READING TEXT -
It was with considerable aplomb that Pravin Gordhan, the Minister for Public Enterprises, and Portia Derby, the CEO of Transnet, told us this week that they are seeking R100 billion of private money to put into the port of Durban alone, with other huge amounts doubtless needed for the other two large ports, Cape Town and Ngqura (Coega).
All three of these ports came in the bottom four of the recent World Bank study of 351 ports worldwide, reflecting just how desperately uncompetitive they have become under ANC rule. There is also the small matter that Ngqura/Coega was built purely as a political decision by the ANC in an attempt to boost the Eastern Cape’s economy. The private sector was always sceptical and believed that this port was in the wrong place.
It is worth looking carefully at this initiative for virtually all the SOEs are in desperate need of more money and the government doesn’t have it. At Eskom, for example, Andre de Ruyter is talking of how the private sector might be brought in to make Eskom a leader in “green energy”. The obvious way out of this mess is to privatize the SOEs but this is, of course, a hyper-sensitive subject within the ANC alliance.

SHORT EXERCISE 1 -
Copy out the entries from the line containing "sky in this" through the end of the entries.
The entries that follow are unrelated to the text above.

MATERIAL PROVIDED -
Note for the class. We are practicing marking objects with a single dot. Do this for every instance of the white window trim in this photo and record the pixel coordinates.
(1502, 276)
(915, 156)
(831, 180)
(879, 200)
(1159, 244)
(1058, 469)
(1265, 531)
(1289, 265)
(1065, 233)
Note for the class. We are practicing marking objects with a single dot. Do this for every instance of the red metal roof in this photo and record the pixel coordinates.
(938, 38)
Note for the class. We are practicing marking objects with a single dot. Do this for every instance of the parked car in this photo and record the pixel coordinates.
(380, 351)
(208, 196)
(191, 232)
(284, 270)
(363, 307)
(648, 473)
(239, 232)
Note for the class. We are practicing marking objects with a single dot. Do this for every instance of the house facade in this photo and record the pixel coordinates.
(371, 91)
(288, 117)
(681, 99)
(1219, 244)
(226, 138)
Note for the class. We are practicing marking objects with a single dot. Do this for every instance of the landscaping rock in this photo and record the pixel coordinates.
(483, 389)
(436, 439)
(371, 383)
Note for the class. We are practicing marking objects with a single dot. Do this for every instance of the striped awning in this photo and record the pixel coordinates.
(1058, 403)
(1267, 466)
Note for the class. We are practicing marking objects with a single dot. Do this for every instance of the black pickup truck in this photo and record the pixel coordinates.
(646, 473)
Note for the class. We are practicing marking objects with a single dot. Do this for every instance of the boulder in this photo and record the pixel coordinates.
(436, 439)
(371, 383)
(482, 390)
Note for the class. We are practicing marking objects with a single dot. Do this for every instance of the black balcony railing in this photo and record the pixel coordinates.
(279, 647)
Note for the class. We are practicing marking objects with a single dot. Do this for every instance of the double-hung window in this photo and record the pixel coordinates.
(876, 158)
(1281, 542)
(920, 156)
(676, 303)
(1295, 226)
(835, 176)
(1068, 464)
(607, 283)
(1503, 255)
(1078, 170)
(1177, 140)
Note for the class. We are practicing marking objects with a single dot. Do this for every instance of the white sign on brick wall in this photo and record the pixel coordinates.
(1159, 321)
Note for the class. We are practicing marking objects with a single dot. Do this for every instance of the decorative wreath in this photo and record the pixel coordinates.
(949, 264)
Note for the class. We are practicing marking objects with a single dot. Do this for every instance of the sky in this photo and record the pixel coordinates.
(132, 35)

SHORT EXERCISE 2 -
Pick up the text on South Africa's ports and state-owned enterprises after its last sentence and keep writing.

ANSWER 1 -
Note for the class. We are practicing marking objects with a single dot. Do this for every instance of the sky in this photo and record the pixel coordinates.
(132, 35)

ANSWER 2 -
Cosatu’s remaining strength depends heavily on public sector unions and these are extremely strong within the SOEs where the unions have not only managed to obtain sky-high salaries and perks but have feather-bedded these enterprises with lots of extra and unnecessary jobs. The unions are well aware that privatization would mean downward pressure both on job numbers and salaries and that any private owner would not accept the degree of union dominance which is now quite ordinary within SOEs. So Cosatu is very frightened by any mention of privatization. And since the SACP depends on its strength within Cosatu the SACP feels the same both for reasons of ideology and self-interest.
Yet quite what Gordhan and Derby envisage is unclear: they say only that they want to invite the private sector to volunteer how it might “participate”. They were unable to say how the ownership of the new facilities thus financed would be split between private and public. As with the suggestion that the private sector might like to finance the government’s infrastructure programme, these are brightly put forward as “investment opportunities”, almost as if the government is doing the private sector a favour by allowing them to invest in these wrecked SOEs.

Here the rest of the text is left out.